■ WHAT IS BEING ASKED
Reproduce the data below verbatim, from beginning to end, and omit every image from your copy.

■ SUPPLIED RECORDS

★ ★ ★ ★ ★ ★ ★

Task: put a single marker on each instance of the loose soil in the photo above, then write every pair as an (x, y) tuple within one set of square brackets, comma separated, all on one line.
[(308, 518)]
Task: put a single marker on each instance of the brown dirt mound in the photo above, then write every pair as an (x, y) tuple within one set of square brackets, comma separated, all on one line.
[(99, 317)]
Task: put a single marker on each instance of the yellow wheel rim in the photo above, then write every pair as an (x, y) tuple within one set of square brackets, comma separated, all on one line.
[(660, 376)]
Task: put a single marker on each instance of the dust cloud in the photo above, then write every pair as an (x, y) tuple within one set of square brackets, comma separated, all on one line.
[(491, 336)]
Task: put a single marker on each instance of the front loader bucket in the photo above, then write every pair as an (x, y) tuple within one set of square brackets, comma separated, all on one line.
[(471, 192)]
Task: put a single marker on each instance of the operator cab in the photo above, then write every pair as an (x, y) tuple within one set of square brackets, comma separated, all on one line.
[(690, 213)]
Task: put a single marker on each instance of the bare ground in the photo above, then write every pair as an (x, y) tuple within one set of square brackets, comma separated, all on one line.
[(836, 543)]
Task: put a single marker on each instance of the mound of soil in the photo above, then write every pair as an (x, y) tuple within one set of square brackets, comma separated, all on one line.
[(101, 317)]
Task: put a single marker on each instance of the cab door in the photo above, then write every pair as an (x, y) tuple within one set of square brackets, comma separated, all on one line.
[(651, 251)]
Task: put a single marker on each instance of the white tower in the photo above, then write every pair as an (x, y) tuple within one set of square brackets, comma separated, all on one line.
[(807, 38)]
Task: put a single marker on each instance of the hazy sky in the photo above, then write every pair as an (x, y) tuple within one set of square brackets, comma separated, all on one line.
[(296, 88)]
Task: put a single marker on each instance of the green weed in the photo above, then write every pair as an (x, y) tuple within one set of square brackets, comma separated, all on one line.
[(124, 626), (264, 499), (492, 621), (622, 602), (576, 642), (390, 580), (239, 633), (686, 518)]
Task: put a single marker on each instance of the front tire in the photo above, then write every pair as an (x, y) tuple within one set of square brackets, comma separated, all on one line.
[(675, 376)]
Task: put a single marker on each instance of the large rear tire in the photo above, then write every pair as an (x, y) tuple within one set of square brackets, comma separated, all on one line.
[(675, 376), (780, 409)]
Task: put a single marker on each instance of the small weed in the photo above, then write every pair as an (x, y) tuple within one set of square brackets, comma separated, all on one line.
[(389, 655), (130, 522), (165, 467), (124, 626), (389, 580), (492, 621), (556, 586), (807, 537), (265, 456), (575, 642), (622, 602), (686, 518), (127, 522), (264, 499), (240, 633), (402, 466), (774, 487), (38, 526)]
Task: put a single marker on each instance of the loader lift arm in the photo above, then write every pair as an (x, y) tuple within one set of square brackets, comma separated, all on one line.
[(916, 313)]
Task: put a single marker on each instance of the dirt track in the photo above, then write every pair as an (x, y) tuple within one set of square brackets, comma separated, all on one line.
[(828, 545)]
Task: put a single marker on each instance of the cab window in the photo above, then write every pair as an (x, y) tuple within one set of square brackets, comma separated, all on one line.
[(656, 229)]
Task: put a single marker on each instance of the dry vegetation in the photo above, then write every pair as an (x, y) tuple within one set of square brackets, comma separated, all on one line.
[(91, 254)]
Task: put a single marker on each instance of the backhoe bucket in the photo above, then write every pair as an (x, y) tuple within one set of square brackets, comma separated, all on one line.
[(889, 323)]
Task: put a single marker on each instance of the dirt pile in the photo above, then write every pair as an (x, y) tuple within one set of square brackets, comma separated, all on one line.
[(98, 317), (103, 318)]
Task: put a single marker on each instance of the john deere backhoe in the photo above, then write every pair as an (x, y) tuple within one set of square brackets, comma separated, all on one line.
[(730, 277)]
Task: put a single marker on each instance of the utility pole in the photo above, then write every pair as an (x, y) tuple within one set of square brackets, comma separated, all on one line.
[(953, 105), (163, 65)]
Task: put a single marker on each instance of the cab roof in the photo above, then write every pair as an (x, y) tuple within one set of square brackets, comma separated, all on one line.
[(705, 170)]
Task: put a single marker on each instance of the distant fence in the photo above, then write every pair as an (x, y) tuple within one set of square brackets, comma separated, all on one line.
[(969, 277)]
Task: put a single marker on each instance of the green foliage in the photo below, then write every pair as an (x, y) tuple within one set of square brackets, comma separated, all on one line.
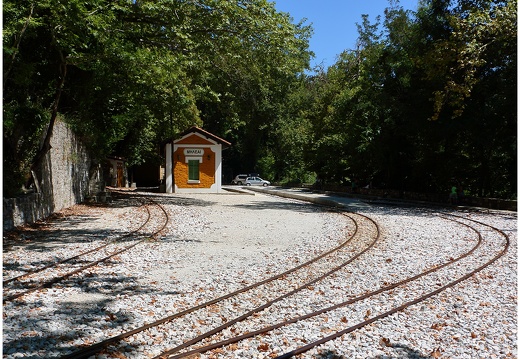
[(429, 101), (426, 98), (128, 75)]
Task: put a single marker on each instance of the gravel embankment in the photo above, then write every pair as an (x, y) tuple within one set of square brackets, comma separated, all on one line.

★ ★ ★ ★ ★ ★ ★

■ OUTPUT BELOW
Task: put a single marker on each instance of the loose soil in the photo above, then write every pair as an (x, y) tuple within one set of square brackets, comma separated, all on one line.
[(308, 518)]
Task: put a single marker on each instance of the brown dirt mound in the photo above, then write every pair as an (x, y) tuple within one set of square brackets, comma separated, all on one line.
[(99, 317)]
Task: put a single marker on each instance of the yellow wheel rim in the photo above, then write every pair as an (x, y) tuple within one set of square brackets, comma separated, all on one line.
[(660, 376)]
Task: put a single marker on each instance of the dust cloud in the photo above, then write every pair as an (x, y) tuple within one set of square brackets, comma separated, all on one line.
[(491, 336)]
Task: put a single marker on each instance of the front loader bucket in the photo above, then write every pair as an (x, y) tuple within one set of square brackets, comma separated, all on one line.
[(471, 192)]
Task: put a single marker on each instance of the operator cab in the photo above, then write every pair as an (x, y) tuple within one set of square brackets, comma separated, all on one line.
[(690, 213)]
Task: put a single marker on each instance of the bare ground in the photo above, then write every pair as an (x, y) tuple within one set of square brackets, comma separated, all on one line.
[(836, 543)]
Task: put a single marker on each instance of the mound of soil in the photo above, then write every pair as an (x, y) tuple within one set of square brackets, comma separated, all on one line.
[(101, 317)]
Task: put a single marker on each instance of the cab door in the photo above, then write every pair as an (x, y) tuple within one set of square brackets, comma separated, all on one line.
[(651, 251)]
Task: put a single marker on each instance of the white tower in the photo above, then write every pair as an (x, y) tuple within one set of square brackets, comma separated, all on one line.
[(807, 38)]
Task: put a single marker on each instance of the hazy sky in the photo above, then write every pair as an (x, y) tuple within one set of square brackets, comma separated, all on one line.
[(296, 88)]
Task: put a single marker on each instance of the green weed in the photo above, then write every pair as an (x, y) tuple within one set of square brackets, comma separated, all on one line.
[(124, 626), (264, 499), (492, 621), (622, 602), (576, 642), (390, 580), (239, 633), (686, 518)]
Task: put a single marker on each instance of the front tire in the photo above, then write every pair as an (x, y) tuple within one set of square brackets, comma separated, all on one line.
[(675, 376)]
Task: put a single marker on each instance of the large rear tire in the photo above, then write every pair as an (x, y) tuple within one set of square brackets, comma separated, all on one line.
[(675, 376), (780, 409)]
Task: put a single marker on each instance of the small weed in the photo above, then write every pair as an (x, y) tuple within one set of square brackets, comma separated, all on one line.
[(389, 655), (130, 522), (165, 467), (124, 626), (389, 580), (492, 621), (556, 586), (807, 537), (265, 456), (575, 642), (622, 602), (686, 518), (127, 522), (264, 499), (240, 633), (402, 466), (774, 487), (38, 526)]
Task: put a single marker on each instance of the loader lift arm in the photo above, then write every pair as an (x, y) tuple within one set of square brackets, comma separated, all on one line.
[(916, 313)]
Task: put a single marker on each instance of the dirt track in the photo above, then write every pair as an (x, y) tuple within one set of square brackets, comma separated, all on one line.
[(828, 545)]
Task: put a single marker on each instance of the cab window in the photo above, then write every pair as an (x, y) tuple within one set of square brackets, comma separated, all on one line.
[(656, 229)]
Task: put a single marker on each instance of the dry vegetation in the photo above, then write every pair as an (x, y) tuple within one set of square brackets, comma separated, all on one line.
[(91, 254)]
Task: put a single marker on each instance of the backhoe bucket in the photo above, then write every pair as an (x, y) tuple within one set of square brackets, comma separated, all on one line.
[(889, 323)]
Task: put a single marker on each instance of the dirt pile in the photo above, then write every pair as an (x, y) tuple within one set of square brackets, comma separated, all on one line.
[(98, 317), (103, 318)]
Task: put a single marker on each instance of the john deere backhoe in the photo above, then write every pair as an (x, y) tuple within one set of square brackets, comma separated, all on one line.
[(730, 277)]
Task: put a single marker on each instance of the utility pole in the photo above, then write every pair as an (x, y) tuple within one set of square brackets, comma separated, all on one line.
[(953, 105), (163, 65)]
Task: put a single marker on each instance of the cab roof in the photo above, then write every pair as an (x, y) tuple within one set of square brackets, comma separated, all on one line.
[(705, 170)]
Task: put a single marker on each instance of the distant fence in the photo above, then write every pair as an (x, y) tuple within one set of square brackets, comma separated, all on one line.
[(969, 277)]
Task: put a single marker on each instance of the green foliage in the photo below, then write every pair as an (x, y) tuple within one set of square brackets, comma separated, all on one line.
[(429, 101), (426, 98), (128, 75)]
Task: put a single marker on each instance of the gravel embankment in the photo above, then write every pair as an (x, y) tuple within one set of square brackets, comma separated, all on one line.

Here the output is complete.